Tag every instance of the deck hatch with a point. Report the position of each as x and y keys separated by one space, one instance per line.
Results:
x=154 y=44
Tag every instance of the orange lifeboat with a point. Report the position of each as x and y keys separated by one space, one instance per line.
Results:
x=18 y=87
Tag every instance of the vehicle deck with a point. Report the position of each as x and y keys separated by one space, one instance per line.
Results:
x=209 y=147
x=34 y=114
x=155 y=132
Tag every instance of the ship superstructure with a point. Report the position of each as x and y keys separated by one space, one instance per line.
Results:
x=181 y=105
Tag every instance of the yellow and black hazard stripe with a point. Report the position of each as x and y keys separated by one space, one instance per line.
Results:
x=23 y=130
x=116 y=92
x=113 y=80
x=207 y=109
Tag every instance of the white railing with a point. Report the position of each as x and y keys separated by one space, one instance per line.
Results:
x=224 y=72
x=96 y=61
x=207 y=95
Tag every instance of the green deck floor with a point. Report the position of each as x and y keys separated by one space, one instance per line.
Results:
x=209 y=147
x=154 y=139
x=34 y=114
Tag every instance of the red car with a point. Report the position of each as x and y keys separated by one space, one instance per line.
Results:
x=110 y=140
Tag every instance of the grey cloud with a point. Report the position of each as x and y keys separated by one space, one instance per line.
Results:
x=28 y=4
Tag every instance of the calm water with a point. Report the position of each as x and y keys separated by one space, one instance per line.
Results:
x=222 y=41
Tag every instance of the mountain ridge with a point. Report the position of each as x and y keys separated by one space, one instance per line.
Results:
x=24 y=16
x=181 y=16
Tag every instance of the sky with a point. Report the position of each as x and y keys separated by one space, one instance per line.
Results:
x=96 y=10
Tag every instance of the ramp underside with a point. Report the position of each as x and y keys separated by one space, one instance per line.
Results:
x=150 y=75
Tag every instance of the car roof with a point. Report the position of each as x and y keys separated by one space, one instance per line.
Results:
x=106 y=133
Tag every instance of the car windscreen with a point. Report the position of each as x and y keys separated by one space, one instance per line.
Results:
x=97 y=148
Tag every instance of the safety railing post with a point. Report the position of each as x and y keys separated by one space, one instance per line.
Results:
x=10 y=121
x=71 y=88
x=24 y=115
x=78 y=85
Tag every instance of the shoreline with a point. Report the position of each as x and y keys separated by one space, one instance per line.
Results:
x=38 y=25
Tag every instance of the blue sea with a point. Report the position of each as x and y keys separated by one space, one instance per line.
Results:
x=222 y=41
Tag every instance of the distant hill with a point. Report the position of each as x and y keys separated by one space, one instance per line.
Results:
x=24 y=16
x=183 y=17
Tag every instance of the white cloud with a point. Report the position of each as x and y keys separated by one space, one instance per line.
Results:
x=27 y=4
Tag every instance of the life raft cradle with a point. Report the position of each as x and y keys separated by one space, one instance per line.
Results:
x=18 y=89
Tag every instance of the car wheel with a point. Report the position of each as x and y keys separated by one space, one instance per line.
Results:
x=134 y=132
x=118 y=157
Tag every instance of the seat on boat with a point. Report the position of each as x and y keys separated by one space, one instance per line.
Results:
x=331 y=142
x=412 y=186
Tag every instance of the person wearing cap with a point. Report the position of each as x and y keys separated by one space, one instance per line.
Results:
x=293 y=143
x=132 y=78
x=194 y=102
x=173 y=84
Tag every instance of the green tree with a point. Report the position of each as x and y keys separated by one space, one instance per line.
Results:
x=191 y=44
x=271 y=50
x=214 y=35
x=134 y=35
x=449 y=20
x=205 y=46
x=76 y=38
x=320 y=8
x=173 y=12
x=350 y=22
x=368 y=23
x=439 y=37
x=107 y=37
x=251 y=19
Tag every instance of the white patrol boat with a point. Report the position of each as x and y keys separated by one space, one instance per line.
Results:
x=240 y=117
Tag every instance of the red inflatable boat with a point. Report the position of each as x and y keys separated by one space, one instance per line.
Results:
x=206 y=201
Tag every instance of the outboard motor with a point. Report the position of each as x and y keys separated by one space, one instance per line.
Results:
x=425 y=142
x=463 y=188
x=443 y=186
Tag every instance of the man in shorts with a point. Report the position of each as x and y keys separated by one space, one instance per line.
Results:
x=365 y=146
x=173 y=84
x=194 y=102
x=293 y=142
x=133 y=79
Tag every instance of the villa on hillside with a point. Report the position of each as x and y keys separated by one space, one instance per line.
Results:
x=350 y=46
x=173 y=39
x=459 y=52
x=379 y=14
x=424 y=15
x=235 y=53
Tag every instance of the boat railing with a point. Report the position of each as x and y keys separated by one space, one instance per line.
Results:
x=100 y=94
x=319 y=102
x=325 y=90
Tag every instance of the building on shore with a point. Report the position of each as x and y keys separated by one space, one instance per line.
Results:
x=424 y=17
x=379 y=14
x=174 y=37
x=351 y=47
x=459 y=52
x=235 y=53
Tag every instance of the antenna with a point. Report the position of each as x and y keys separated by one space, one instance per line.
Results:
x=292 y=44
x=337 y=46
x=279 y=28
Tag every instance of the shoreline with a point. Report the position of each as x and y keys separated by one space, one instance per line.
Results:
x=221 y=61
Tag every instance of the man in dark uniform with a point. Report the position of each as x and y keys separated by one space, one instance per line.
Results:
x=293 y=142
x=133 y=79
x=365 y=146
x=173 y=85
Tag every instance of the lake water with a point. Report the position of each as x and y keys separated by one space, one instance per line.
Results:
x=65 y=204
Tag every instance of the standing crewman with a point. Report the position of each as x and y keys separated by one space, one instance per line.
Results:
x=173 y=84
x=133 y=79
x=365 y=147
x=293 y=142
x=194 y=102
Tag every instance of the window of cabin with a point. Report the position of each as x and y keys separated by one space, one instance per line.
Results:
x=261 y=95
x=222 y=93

[REQUIRED TASK]: Reproduce all of the data above, changing each occurrence of "separated by one space" to "separated by a single space" and leaving everything else unaltered.

[SOLUTION TO THIS TASK]:
Tag every instance of the deck hatch with a point. Report the position of each as x and y keys separated by a single space, one instance per line.
Results:
x=154 y=44
Tag every instance of the orange lifeboat with a point. Report the position of each as x and y keys separated by a single space, one instance per line.
Results:
x=18 y=87
Tag every instance of the vehicle deck with a point. Report the position of each as x and y keys separated by a single space, one instance per line.
Results:
x=209 y=147
x=34 y=114
x=155 y=132
Tag every instance of the ship superstructure with a point. Report the position of each as x and y keys separated by a single space, one instance per line.
Results:
x=181 y=105
Tag every instance of the yellow and black hazard stripe with a point. Report the position of each as x and y keys separated by a single space, one instance per line.
Results:
x=23 y=130
x=116 y=92
x=113 y=80
x=207 y=109
Tag every instance of the white railing with a point. Report the position of each as x and y keys separated by a single space, one instance per line.
Results:
x=224 y=72
x=96 y=61
x=207 y=95
Tag every instance of the green deck floor with a point. Report the position of each as x and y keys separated by a single space, one instance per line.
Results:
x=209 y=147
x=154 y=139
x=34 y=114
Tag every instance of the red car with a point. Report the position of each as x and y keys separated by a single space, one instance per line.
Results:
x=110 y=140
Tag every instance of the grey cloud with a point. Report the position of each as x and y keys separated by a single space, one instance per line.
Results:
x=28 y=4
Tag every instance of the calm water with a point. Report the position of each as x and y keys separated by a single space, one instance per line.
Results:
x=222 y=41
Tag every instance of the mountain ridge with a point. Report the position of each as x and y keys separated by a single space, one instance per line.
Results:
x=24 y=16
x=181 y=16
Tag every instance of the sky with a point. Report the position of each as x and y keys separated by a single space, one instance per line.
Results:
x=96 y=10
Tag every instance of the ramp underside with a point. Report the position of each as x and y keys separated by a single space, one instance per line.
Results:
x=150 y=75
Tag every instance of the car roof with a point. Report the position of each as x and y keys separated by a single space, one instance per line.
Results:
x=106 y=133
Tag every instance of the car windscreen with a point. Report the position of each as x and y keys separated by a single space, one instance per line.
Results:
x=97 y=148
Tag every instance of the safety railing post with a point. Report the position of each as x and y keys separated by a single space, one instance per line.
Results:
x=10 y=121
x=71 y=88
x=24 y=115
x=78 y=85
Tag every instance of the shoreline with a point. Report the position of each as x and y keys separated by a single space, one instance per line.
Results:
x=38 y=25
Tag every instance of the blue sea with a point. Report the position of each as x and y keys separated by a single space, one instance per line.
Results:
x=222 y=41
Tag every instance of the distant hill with a point. Report the position of each as x and y keys separated by a single space, one instance per line.
Results:
x=24 y=16
x=183 y=17
Tag every instance of the white cloud with a point. Report the position of each as x and y keys separated by a single space, one instance per line.
Results:
x=27 y=4
Tag every instance of the life raft cradle with a point. Report the position of each as x and y keys separated by a single space, one instance per line.
Results:
x=18 y=89
Tag every instance of the car wheel with a point. Report the position of each as x and y keys separated by a single space, one instance per line.
Results:
x=134 y=132
x=118 y=157
Tag every instance of the seat on boat with a point. Report the position of each as x and y keys separated by a single space, one instance per line.
Results:
x=331 y=142
x=412 y=186
Tag every instance of the person wearing cap with a point. Report the position of each as x and y keys separated by a single space, one instance per line.
Results:
x=293 y=143
x=132 y=78
x=194 y=102
x=173 y=84
Tag every instance of the green tree with a point. Report the position of each as x and y keys separated by a single space, one instance per line.
Results:
x=191 y=44
x=271 y=50
x=214 y=35
x=134 y=35
x=449 y=20
x=205 y=46
x=76 y=38
x=320 y=8
x=173 y=12
x=350 y=22
x=368 y=23
x=439 y=37
x=107 y=37
x=251 y=19
Tag every instance of the white patrol boat with a point. Report the position of each as x and y keys separated by a single space, one instance per line.
Results:
x=240 y=117
Tag every instance of the red inflatable boat with a point. Report the position of each as x and y keys separated by a single space, one instance per line.
Results:
x=206 y=201
Tag every instance of the outboard motor with a point. Report the position of each as x and y keys separated by a single space, one instance per line.
Results:
x=425 y=142
x=463 y=188
x=443 y=186
Tag every instance of the man in shorts with a point. Report the position of each as x and y keys separated by a single space, one instance per line.
Results:
x=365 y=146
x=173 y=84
x=194 y=102
x=293 y=142
x=133 y=79
Tag every instance of the villa on hillside with a point. Report the position of each as x and y keys separated by a single space, one instance per line.
Results:
x=350 y=46
x=173 y=39
x=459 y=52
x=379 y=14
x=424 y=15
x=235 y=53
Tag every instance of the boat railing with a point. Report the position of each as x and y keys separated by a single space, one instance per line.
Results:
x=100 y=94
x=319 y=102
x=325 y=90
Tag every instance of the building on shore with a point. Report the position of each as x and y keys separated by a single space, one instance per line.
Results:
x=424 y=17
x=379 y=14
x=174 y=37
x=351 y=47
x=459 y=52
x=235 y=53
Tag every instance of the antenna with a point. Report the position of each as x and y keys separated by a single space, one instance per line.
Results:
x=292 y=44
x=337 y=46
x=279 y=28
Tag every instance of the shoreline with a point. Report the position of each as x and y keys separated by a single space, one instance per line.
Results:
x=221 y=61
Tag every instance of the man in dark uniform with a point. Report the position of each as x and y keys separated by a single space, one instance per line.
Results:
x=293 y=142
x=133 y=79
x=365 y=146
x=173 y=85
Tag every instance of the lake water with a point. Report the position of each as x and y keys separated by a single space, one instance per line.
Results:
x=65 y=204
Tag every instance of the standing crewman with a point. Report the position of each as x and y keys separated by a single space, one instance per line.
Results:
x=173 y=84
x=133 y=79
x=365 y=147
x=293 y=142
x=194 y=102
Tag every instance of the window of cabin with a point. Report the position of each as x and y keys separated by a single space, one instance per line.
Results:
x=261 y=95
x=222 y=93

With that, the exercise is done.